PROBLEM REQUIREMENTS = Repeat precisely, and only, the lines between the line containing "Where can you see the runny" and the end of the listing below, both ends included.

#### INFORMATION PROVIDED

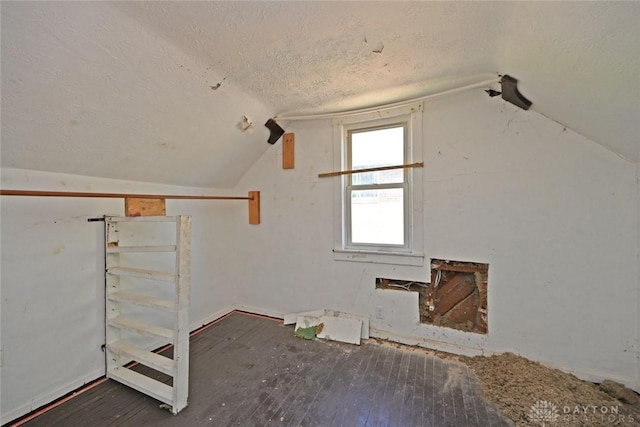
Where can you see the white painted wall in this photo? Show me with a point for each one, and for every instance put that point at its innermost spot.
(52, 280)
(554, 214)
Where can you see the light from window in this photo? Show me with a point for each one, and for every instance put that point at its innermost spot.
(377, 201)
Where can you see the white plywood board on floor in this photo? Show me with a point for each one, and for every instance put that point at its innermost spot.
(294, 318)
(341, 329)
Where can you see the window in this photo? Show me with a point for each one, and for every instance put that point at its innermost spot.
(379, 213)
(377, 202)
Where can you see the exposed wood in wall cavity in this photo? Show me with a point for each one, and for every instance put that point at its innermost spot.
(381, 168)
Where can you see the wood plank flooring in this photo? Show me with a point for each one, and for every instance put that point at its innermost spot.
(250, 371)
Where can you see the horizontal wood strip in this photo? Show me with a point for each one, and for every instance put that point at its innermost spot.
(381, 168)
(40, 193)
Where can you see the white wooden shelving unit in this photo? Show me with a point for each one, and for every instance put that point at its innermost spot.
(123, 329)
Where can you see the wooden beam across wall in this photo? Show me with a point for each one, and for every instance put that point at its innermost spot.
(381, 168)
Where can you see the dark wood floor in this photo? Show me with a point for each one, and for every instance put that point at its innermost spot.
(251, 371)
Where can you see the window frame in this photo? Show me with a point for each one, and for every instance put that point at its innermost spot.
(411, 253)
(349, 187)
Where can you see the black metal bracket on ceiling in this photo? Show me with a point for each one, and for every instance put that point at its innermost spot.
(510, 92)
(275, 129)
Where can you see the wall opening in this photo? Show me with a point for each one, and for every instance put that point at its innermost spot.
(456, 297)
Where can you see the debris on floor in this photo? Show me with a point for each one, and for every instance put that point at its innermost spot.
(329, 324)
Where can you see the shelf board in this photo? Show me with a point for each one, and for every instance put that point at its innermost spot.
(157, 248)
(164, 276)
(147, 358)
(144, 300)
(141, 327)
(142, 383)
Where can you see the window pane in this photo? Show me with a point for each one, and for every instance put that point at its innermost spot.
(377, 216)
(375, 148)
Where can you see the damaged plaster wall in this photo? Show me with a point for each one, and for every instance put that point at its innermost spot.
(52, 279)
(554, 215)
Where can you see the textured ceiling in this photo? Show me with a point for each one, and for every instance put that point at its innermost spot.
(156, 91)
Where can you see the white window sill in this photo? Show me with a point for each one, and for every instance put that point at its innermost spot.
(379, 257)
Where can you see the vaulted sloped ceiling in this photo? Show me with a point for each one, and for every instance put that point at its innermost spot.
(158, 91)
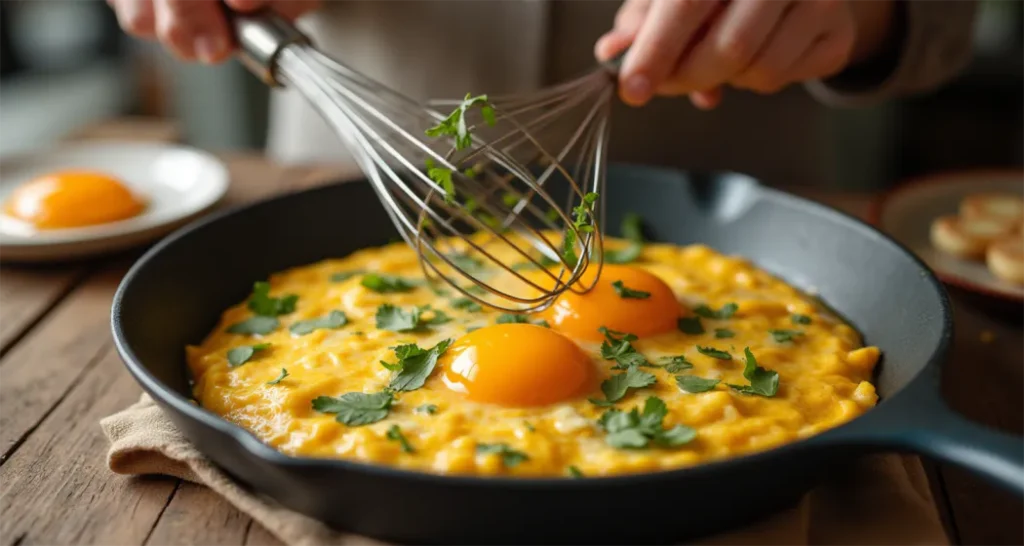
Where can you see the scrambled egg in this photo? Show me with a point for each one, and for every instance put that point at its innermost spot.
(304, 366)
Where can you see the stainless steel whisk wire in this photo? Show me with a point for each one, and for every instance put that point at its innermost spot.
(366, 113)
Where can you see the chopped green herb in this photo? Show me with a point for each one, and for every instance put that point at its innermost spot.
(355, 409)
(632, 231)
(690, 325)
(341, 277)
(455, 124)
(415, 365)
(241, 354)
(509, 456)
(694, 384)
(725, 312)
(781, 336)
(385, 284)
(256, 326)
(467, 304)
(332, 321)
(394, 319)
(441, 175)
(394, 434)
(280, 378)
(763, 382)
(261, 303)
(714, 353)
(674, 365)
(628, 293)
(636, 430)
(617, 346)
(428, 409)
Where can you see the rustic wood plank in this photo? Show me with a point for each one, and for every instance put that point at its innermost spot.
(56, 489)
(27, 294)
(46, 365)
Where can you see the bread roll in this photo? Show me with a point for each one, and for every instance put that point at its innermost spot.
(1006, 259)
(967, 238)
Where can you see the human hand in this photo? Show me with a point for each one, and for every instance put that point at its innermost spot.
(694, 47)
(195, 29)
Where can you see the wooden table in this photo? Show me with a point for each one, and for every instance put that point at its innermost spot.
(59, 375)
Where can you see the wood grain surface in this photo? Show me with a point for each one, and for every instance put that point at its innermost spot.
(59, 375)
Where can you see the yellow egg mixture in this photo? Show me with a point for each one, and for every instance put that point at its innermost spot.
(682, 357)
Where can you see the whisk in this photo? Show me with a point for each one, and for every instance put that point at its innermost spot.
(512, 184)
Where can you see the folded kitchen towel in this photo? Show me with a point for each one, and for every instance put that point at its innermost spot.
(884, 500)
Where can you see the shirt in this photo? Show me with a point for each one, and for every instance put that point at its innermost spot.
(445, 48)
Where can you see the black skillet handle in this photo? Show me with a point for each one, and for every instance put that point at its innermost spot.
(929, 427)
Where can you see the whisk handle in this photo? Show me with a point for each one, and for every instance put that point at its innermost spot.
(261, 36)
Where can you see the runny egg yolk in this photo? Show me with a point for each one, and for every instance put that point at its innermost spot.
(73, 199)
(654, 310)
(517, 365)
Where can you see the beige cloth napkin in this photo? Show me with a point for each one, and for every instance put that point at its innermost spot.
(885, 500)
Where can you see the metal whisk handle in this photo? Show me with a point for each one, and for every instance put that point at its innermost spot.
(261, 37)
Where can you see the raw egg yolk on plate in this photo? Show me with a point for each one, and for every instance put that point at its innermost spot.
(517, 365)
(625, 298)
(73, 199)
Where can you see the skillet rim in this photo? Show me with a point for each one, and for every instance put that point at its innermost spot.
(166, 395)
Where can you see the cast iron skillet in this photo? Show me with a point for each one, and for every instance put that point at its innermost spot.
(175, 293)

########

WRITTEN ANSWER =
Where can you see the runny egg yolk in this photo? Show me with a point for each one, and for every instance put that point at its innermost spot.
(73, 199)
(654, 310)
(517, 365)
Where can you see the beige cloth napkin in this photo? Show me with a point for each one, and for every instance put that point at its innermost spot.
(885, 500)
Where can you see the metal whisk handle in this photo? Show me with a point for each one, and for every instance put that point at its innermost spot.
(261, 37)
Where can you see the raw egg yolk on plate in this photo? Show me with a point for each one, and for every instance put that point at its innermost spot.
(517, 365)
(625, 298)
(73, 199)
Where can you see the skillet rim in this photo? Show me with a point for each one, and for every instance put that point at its innermost spot.
(166, 395)
Where can you see the cast iron skillet in this photo? Show me with a point for each one, and for every instance put that point at its innermost spot.
(175, 293)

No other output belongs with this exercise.